YOUR GOAL: The entries must be restated exactly as written.

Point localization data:
>>>>>
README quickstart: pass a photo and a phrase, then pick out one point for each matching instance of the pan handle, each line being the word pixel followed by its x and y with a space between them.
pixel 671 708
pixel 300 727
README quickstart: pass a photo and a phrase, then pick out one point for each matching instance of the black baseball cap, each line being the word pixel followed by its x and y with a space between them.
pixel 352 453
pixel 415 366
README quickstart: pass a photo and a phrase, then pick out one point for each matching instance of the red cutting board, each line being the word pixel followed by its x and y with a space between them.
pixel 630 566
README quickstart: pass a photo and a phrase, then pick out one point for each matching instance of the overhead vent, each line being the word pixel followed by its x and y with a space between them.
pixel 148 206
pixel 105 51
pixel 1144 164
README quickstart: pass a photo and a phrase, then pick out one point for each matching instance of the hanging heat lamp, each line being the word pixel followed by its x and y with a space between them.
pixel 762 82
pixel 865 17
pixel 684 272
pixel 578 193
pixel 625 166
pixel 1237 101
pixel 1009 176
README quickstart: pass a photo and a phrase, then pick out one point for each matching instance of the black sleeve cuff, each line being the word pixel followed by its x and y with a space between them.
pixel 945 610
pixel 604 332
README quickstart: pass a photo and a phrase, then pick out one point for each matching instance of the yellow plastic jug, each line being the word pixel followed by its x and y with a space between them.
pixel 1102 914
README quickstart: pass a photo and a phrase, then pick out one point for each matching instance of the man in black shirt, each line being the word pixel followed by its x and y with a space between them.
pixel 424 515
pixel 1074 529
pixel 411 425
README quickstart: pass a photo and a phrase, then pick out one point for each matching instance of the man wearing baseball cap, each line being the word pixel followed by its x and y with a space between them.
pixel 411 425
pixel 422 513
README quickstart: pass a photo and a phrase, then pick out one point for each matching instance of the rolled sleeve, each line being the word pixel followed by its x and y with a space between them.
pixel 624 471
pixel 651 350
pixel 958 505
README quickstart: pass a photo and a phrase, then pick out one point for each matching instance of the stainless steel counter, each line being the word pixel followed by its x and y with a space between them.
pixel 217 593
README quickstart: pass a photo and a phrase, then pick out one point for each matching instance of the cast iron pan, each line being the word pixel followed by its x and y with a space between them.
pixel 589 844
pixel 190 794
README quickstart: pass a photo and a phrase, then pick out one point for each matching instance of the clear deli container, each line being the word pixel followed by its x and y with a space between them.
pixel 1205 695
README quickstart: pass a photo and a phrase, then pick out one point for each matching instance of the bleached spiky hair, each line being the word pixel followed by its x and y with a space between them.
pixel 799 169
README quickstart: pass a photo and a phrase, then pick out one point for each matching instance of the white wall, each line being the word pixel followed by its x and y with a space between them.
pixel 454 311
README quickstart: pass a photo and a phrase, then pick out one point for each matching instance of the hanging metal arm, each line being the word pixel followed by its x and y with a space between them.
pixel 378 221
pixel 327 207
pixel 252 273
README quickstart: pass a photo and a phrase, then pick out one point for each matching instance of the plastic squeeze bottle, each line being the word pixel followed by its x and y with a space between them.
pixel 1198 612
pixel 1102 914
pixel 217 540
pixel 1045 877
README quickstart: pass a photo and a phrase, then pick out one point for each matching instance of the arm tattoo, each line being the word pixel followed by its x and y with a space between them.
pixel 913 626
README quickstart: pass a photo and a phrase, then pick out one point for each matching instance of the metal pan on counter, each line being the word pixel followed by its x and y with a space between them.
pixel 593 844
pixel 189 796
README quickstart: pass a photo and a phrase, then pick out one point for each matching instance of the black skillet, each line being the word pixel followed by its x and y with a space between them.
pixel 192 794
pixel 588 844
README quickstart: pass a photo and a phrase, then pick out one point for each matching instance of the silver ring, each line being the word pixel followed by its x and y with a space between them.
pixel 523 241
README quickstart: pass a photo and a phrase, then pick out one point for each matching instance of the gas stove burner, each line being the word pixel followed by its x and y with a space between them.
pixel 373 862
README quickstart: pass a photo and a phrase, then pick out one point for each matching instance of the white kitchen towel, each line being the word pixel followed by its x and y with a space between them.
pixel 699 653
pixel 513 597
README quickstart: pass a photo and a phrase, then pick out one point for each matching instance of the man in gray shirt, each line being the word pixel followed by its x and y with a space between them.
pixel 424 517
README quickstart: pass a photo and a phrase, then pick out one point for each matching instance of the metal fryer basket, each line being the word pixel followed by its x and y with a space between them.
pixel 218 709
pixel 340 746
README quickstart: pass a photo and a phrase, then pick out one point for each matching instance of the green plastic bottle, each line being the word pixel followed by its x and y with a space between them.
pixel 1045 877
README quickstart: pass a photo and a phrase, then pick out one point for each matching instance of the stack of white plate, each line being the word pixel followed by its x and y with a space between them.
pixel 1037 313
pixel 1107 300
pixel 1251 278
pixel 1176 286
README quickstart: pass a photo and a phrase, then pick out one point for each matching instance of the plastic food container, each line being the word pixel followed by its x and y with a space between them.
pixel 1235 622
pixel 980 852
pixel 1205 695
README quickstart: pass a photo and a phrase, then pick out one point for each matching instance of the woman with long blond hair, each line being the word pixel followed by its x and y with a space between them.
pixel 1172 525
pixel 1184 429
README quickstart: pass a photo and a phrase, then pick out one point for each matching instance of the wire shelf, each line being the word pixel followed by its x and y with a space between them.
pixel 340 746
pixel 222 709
<<<<<
ANSWER SECTION:
README quickstart: pass a photo and a phrase, then pick out one point for each matching instance of the pan handle, each line being the word pixel followed by its x and y with a space between them.
pixel 671 708
pixel 300 727
README quickstart: pass a photo and a phrase, then pick out one point for each matching instance of the black baseball cap, each line being the word pixel followed by its x and y with a space between them.
pixel 352 453
pixel 415 366
README quickstart: pass a photo and a phrase, then pick out one point for each matching instance of the red cutting board, each line being the word pixel followed by its x and y with a space between them.
pixel 630 566
README quickstart: pass a photo and a phrase, then pick out one point for each matching instance of the overhead vent, each line being the word pixel followed by its x and y with a space between them.
pixel 148 206
pixel 105 51
pixel 1144 164
README quickstart: pass a photo and a phrase, then pick out one point for each matching instance of the hanging heat lamp, each line being the word pixel followed by its x and y with a space between them.
pixel 762 82
pixel 865 17
pixel 684 272
pixel 578 193
pixel 625 166
pixel 1237 101
pixel 1009 176
README quickstart: pass a photo and a phrase, then pick out one point for each matching instance of the black sleeve cuff, each line being the word pixel followed by its x and y with a space between them.
pixel 945 610
pixel 604 332
README quickstart: pass a photo and a phrase, then pick out one point for each matching instance of the yellow plastic jug, each line being the word pixel followed by its x and y with a space between them.
pixel 1102 914
README quickstart: pass a photo and a phrase, then pick out one point for each matching instance of the man in black shirt, each line being the word pixel followed by its x and y with a space between them.
pixel 424 515
pixel 1074 529
pixel 411 425
README quickstart: pass a photo and a phrase, then pick out one point for each matching instance of the man wearing baseball cap, each line being the word pixel followed by its x and y with a space between them.
pixel 411 425
pixel 422 513
README quickstart: pass a photo and a phrase, then pick out one point for each matching instance of the rolled sleeve, each line being the word pixel followed by its x and y with a space between them.
pixel 624 471
pixel 651 350
pixel 958 505
README quickstart: pass a photo and a phrase, then pick out one point for each matching instance of the stainless steel counter, each line being the word pixel followed by its x and y with a space between them.
pixel 217 593
README quickstart: pass a photo and a phrase, then pick out one point for each matching instance of the cast iron pan, each line being the word pixel followed by its x and y with a space between them.
pixel 589 844
pixel 190 794
README quickstart: pass a photo and a phrase, then pick out one point for each matching instance of the clear deli container, each line being the word pixel followed by its x and y with a space between them.
pixel 1205 695
README quickstart: pass a photo and a phrase, then pick out one point for each matching instance of the bleached spiky hair, each line being the word pixel followed by its x and y with a space between them.
pixel 799 169
README quickstart: pass a photo and a phrase, then pick out one point for each matching instance of the white wall, each line being the word pixel followed by its x and y with a space between them.
pixel 454 311
README quickstart: pass a photo and a phrase, then pick out one point for each matching instance of the hanging metal arm, each line being the word pixel followed by its x and y with a space between them.
pixel 378 221
pixel 327 207
pixel 252 273
README quickstart: pass a photo and a phrase, then pick out one point for each matching instance of the plastic squeeze bottle, each line being the word pixel followed by its x and y with a space between them.
pixel 1198 612
pixel 1102 914
pixel 217 540
pixel 1045 877
README quickstart: pass a photo and a phrase, then pick out one point for each matching instance of the arm tattoo, each line being the word pixel followed by its x and y with a space between them.
pixel 913 626
README quickstart: pass a photo and a phrase, then pick out one point for each matching instance of the metal pan on counter, each line being the word pixel followed by its x and y with a space between them.
pixel 593 844
pixel 189 796
README quickstart: pass a photo and a phrase, then pick out one point for each matching instance of the black skillet, each line being the word pixel followed by its x and y with a space between them.
pixel 192 794
pixel 588 844
README quickstart: pass a photo and a phrase, then pick out one point for each matching instance of the silver ring, each line being the word pixel followed by its x and y with a space between them.
pixel 523 241
README quickstart: pass a photo and a phrase, then pick out one point for each matching instance of the gas stove burner, each line being the word pixel followed by its x and y with a space between them.
pixel 373 862
README quickstart: pass a photo and a phrase, then pick out one point for each matching instance of the white kitchen towel, each line being the word pixel followed by its x and y with a space between them.
pixel 699 653
pixel 513 597
README quickstart: pass a photo and a phrase, then pick out one point for each matching instance of the man in gray shirt, each line being the word pixel followed by its x and y with a space between them.
pixel 424 517
README quickstart: pass a photo and a phrase, then pick out one point for each matching instance of the metal fryer basket, each line being the word pixel followed by its x and y with a space between them.
pixel 218 709
pixel 340 746
README quickstart: pass a photo and a phrase, then pick out one point for each matching instance of the green plastic bottle, each line being the word pixel followed by its x and y with a space between them.
pixel 1045 877
README quickstart: pass a photo and a phrase, then pick out one point for each matching instance of the stack of white plate, each line being the word pixel followed by its x and y with a space between them.
pixel 1037 313
pixel 1107 300
pixel 1251 278
pixel 1176 286
README quickstart: pass a photo and a phrase, then pick out one point for each matching instance of the plastic food container, each line being the word pixel followed by its x and y with a space between them.
pixel 1235 622
pixel 980 852
pixel 1205 695
README quickstart: pass a photo and a phrase, then pick out one point for each matching instance of the woman with long blond hair, each line being the word pixel followed by its x and y with a space between them.
pixel 1172 525
pixel 1184 429
README quickstart: pass a photo and a phrase, then pick out one point for each matching instance of the wire shelf, each line being the word pixel followed by its x and y with a space between them.
pixel 340 746
pixel 222 709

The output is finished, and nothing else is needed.